Milliardenschäden? Ein Crowdstrike-Update bremst die halbe Welt aus
Australien, 8 Uhr früh. Die Menschen werden in den Büros beim Aufdrehen ihrer Computer vom berüchtigten „Bluescreen“ begrüßt. Die alte IT-Regel, „aus- und wieder einschalten“, bringt keine Besserung: Die Fehlermeldung ist standhaft, der PC nicht verwendbar. „Windows halt“ – dachten sich viele: „Irgendwann geht es schon wieder.“ Aber dann ging gar nichts mehr.
In Supermärkten konnte nicht mit Karte gezahlt werden. Airlines berichteten weltweit von Problemen, Flughäfen stellten den Betrieb ein. Banken, Fernsehsender, Börsen, Krankenhäuser, der Notruf in US-Bundesstaaten: Überall hakelt es. Auch Österreich ist betroffen (siehe unten).
IT-Riesen wie Microsoft und Google suchten fieberhaft nach dem Fehler. Spekulationen über den größten Hackerangriff der Geschichte machten die Runde. Doch Schuld hat ein anderer. Es ist ausgerechnet eine Firma, die auf ihrer Webseite mit dem Spruch wirbt: „Ihr Unternehmen kann innerhalb von nur 62 Minuten ruiniert werden.“
Virenscanner
Crowdstrike (siehe unten) hat ein fehlerhaftes Update für sein Schutzprogramm „Falcon“ ausgeliefert. Solche Sicherheitssoftware und regelmäßige, automatische Updates über das Internet, sollen eigentlich verhindern, dass Cyberkriminelle den Betrieb lahmlegen. Virenscanner wie Falcon sitzen tief im Betriebssystem. Das ist nötig, denn auch Computerviren versuchen, so weit in die digitalen Eingeweide einzudringen wie möglich, um unentdeckt zu spionieren oder maximalen Schaden anzurichten. Und dort kann eben auch ein gut gemeintes Programm massive Probleme auslösen, wenn es Fehler hat.

------------------------------------------------------------------------

* _AUFGABE 1_: Schreib aus dem Text über das Crowdstrike-Update die Stelle von „Milliardenschäden? Ein Crowdstrike-Update“ bis „gar nichts mehr.“ ab und ersetze dabei „Australien“ durch „Neuseeland“.

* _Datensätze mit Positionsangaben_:
------------------------------------------------------------------------

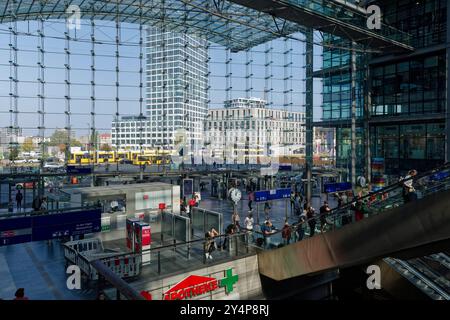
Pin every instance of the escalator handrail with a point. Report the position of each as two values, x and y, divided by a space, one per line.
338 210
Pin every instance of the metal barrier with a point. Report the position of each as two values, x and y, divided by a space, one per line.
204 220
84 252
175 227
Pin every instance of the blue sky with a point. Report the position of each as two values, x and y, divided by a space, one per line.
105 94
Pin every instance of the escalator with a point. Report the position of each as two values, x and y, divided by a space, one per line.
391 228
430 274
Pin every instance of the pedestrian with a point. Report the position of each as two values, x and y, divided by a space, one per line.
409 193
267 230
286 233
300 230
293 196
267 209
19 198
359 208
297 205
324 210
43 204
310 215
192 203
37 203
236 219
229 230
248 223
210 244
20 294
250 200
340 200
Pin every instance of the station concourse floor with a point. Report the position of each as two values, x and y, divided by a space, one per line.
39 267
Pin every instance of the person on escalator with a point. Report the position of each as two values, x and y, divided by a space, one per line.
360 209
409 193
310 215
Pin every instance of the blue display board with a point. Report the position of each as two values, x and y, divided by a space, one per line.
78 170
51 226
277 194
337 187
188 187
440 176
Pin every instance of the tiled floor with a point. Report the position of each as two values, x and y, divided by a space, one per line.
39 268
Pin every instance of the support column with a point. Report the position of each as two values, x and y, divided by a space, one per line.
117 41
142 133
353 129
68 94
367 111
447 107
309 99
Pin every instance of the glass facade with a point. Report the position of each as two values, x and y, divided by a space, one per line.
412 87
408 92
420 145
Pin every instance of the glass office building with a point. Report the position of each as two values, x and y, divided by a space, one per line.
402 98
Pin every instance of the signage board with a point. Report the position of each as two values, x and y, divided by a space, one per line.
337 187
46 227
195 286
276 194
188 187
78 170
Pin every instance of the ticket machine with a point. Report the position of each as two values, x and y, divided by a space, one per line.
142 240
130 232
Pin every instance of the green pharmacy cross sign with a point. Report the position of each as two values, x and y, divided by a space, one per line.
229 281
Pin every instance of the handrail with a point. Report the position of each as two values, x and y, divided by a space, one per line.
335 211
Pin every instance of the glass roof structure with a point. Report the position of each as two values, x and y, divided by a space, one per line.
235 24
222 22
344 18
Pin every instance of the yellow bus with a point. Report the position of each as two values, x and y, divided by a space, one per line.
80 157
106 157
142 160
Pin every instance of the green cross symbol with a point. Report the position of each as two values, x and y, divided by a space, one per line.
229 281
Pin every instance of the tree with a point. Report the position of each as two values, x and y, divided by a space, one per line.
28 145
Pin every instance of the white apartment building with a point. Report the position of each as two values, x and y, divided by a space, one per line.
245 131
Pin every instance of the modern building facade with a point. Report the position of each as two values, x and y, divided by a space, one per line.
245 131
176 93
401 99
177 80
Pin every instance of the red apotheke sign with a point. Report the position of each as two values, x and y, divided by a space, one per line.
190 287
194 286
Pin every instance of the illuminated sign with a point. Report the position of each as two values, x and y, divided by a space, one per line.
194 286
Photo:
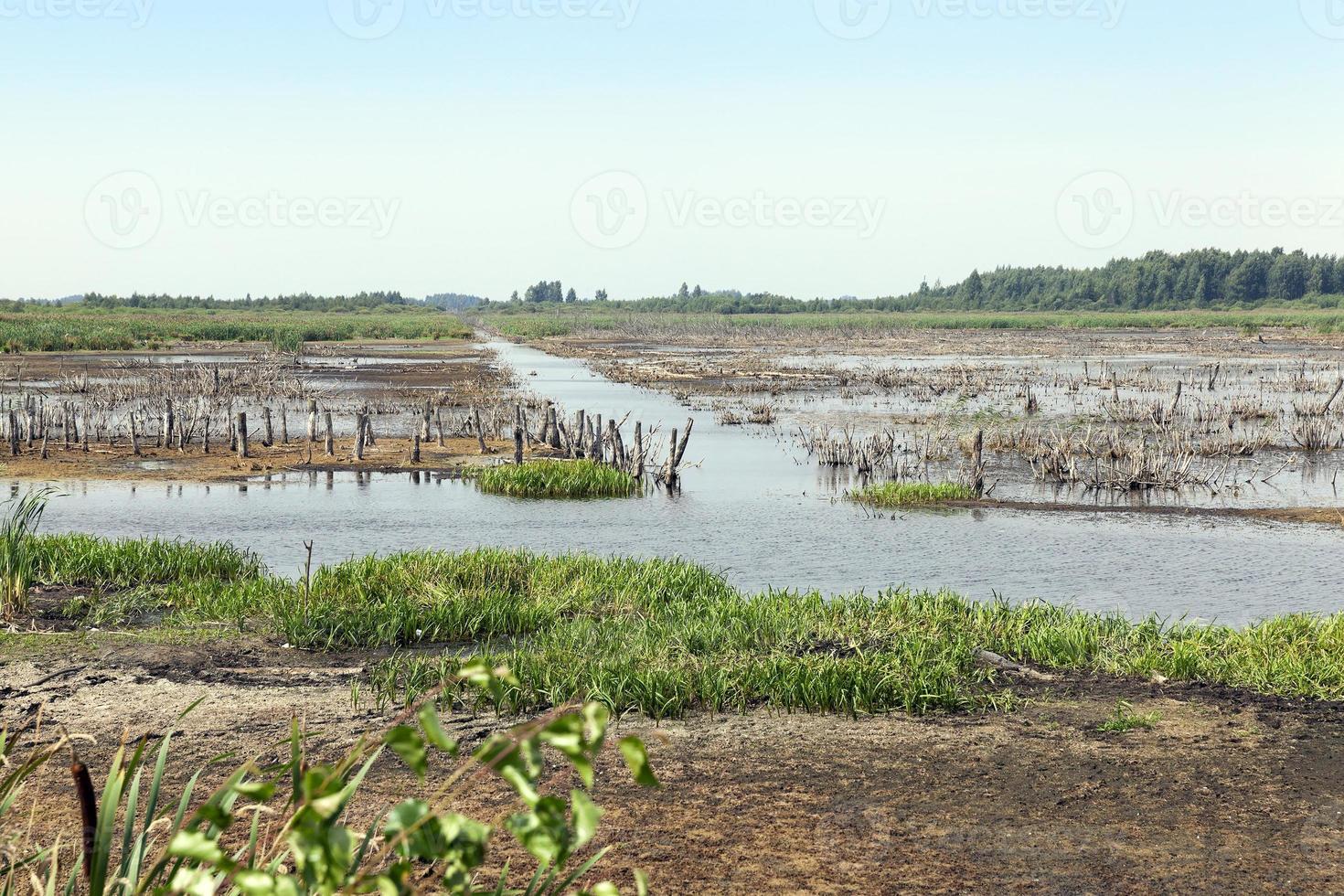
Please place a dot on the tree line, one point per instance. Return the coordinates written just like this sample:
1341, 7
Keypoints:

------------------------------------------------------------------------

* _AUFGABE 2_: Zieh aus den Datensätzen jede Zeile heraus, die die Zeichenfolge „blue“ enthält. Groß- und Kleinschreibung zählt.

* _ERGEBNIS 1_:
Milliardenschäden? Ein Crowdstrike-Update bremst die halbe Welt aus
Neuseeland, 8 Uhr früh. Die Menschen werden in den Büros beim Aufdrehen ihrer Computer vom berüchtigten „Bluescreen“ begrüßt. Die alte IT-Regel, „aus- und wieder einschalten“, bringt keine Besserung: Die Fehlermeldung ist standhaft, der PC nicht verwendbar. „Windows halt“ – dachten sich viele: „Irgendwann geht es schon wieder.“ Aber dann ging gar nichts mehr.

* _ERGEBNIS 2_:
Pin every instance of the blue sky with a point. Report the position of each as two values, x and y, divided by a space, one per line.
Pin every instance of the blue display board with a point. Report the position of each as two values, x and y, divided by a space, one per line.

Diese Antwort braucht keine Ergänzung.